* [WHAT YOU SHOULD DO]: Below are entries to be transcribed exactly; exclude the pictures from the copy.

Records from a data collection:
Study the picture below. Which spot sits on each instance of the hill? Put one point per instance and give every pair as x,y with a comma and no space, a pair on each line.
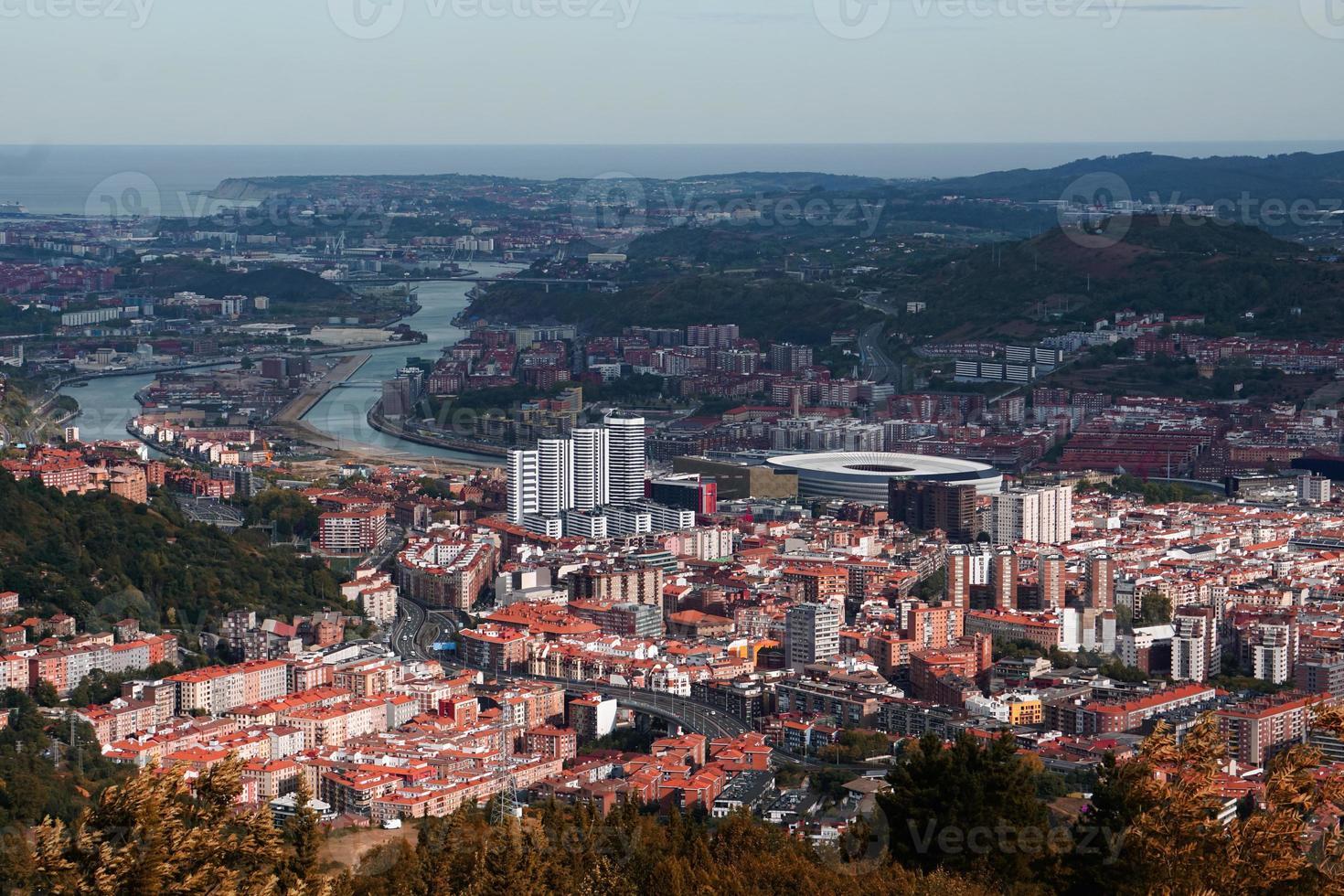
1224,272
102,559
774,309
1169,177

* [RESULT]:
Study the picture below. Which spot sits on each instance of the hill? Put one point per instance and give every pair as x,y with a comma and no space, a pair on each line.
1224,272
102,559
774,309
1169,177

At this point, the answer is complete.